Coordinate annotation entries
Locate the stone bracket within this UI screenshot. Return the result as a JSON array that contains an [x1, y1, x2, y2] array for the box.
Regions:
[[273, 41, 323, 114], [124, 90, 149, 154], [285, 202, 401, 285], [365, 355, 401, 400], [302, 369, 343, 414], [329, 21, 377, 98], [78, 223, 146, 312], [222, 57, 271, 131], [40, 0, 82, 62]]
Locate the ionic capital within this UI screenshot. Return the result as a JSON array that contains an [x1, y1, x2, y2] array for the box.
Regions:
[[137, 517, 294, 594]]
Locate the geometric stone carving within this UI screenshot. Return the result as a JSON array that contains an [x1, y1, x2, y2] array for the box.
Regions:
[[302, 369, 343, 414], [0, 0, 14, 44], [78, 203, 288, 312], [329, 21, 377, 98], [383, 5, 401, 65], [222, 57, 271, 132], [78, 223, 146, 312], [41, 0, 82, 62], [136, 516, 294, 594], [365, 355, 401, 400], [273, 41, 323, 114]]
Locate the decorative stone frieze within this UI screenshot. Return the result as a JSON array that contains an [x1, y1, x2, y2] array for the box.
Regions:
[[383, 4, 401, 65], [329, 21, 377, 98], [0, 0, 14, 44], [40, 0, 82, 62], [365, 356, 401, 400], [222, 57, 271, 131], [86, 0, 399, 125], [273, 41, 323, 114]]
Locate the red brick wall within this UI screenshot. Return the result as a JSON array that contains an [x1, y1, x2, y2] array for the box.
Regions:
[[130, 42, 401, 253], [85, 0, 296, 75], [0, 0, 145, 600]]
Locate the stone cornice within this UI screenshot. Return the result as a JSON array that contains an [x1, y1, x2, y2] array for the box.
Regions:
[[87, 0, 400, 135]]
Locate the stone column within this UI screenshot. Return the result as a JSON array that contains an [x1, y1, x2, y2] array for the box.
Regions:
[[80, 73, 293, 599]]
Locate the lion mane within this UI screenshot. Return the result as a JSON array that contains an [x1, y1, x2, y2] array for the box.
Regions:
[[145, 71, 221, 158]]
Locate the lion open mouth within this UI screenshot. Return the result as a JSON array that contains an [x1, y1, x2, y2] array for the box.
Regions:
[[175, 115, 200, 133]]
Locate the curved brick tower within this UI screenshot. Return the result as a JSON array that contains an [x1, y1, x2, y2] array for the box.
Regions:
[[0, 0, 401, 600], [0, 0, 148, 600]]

▶ [TO BE DONE]: Reproduce all of the items above line for line, without changing a single character.

▶ [EXERCISE RESULT]:
Locate the stone bracket within this UI screenshot. Return the result as a JSON array that contains an [x1, y1, x2, y2] array for the box.
Regions:
[[273, 41, 323, 114], [124, 90, 149, 154], [285, 202, 401, 285], [365, 355, 401, 400], [302, 369, 343, 414], [329, 21, 377, 98], [78, 223, 146, 312], [222, 57, 271, 131], [40, 0, 82, 62]]
Locate the ionic capital within this UI screenshot. Return the result as a JSON array that contains an [x1, y1, x2, y2] array for the box.
Regions:
[[137, 517, 294, 594]]
Locate the geometric stone carving within this UI screenshot. Return the result as a JSON array that contains an [x1, y1, x2, y2] array for the box.
Regions:
[[302, 369, 343, 414], [0, 0, 14, 44], [78, 203, 288, 312], [329, 21, 377, 98], [383, 5, 401, 65], [222, 57, 271, 132], [78, 223, 146, 312], [41, 0, 82, 62], [136, 516, 294, 594], [365, 355, 401, 400], [273, 41, 323, 114]]
Locate the decorative stone frieze within this UI screenshot. Return the result as a JSON array that contains an [x1, y1, x2, y2] array for the box.
Regions:
[[383, 4, 401, 65], [329, 21, 377, 98], [0, 0, 14, 44], [40, 0, 82, 62], [365, 356, 401, 400], [222, 57, 271, 131], [86, 0, 399, 125], [273, 41, 323, 114]]
Locate the red brick wall within this UI screenshot. Return the result as a JSON array that contains an [x1, y1, x2, y2] array for the box.
Regions:
[[130, 42, 401, 253], [85, 0, 296, 75], [0, 0, 145, 600]]
Locate the stone cornice within this UI screenshot. Return the result as a JSON array that contains an [x1, y1, x2, y2] array for the box.
Regions:
[[87, 0, 400, 135]]
Locate the stone column within this UI screenshot. Return the result as a JSON array that contains an [x1, y1, x2, y2] array for the box.
Regions:
[[80, 73, 293, 599]]
Locate the lion mane within this UI screenshot. Return the result as a JSON array that contains an [x1, y1, x2, y2] array for the box.
Regions:
[[145, 71, 221, 158]]
Locate the lion open mouth within this UI screenshot. Return the result as a JSON array that contains an [x1, y1, x2, y2] array for the box.
Regions:
[[175, 115, 200, 133]]
Locate the curved brick tower within this UI screenshot. Return the result as a JSON array that contains an [x1, y1, x2, y2] array for the box.
Regions:
[[0, 0, 401, 600], [0, 0, 148, 600]]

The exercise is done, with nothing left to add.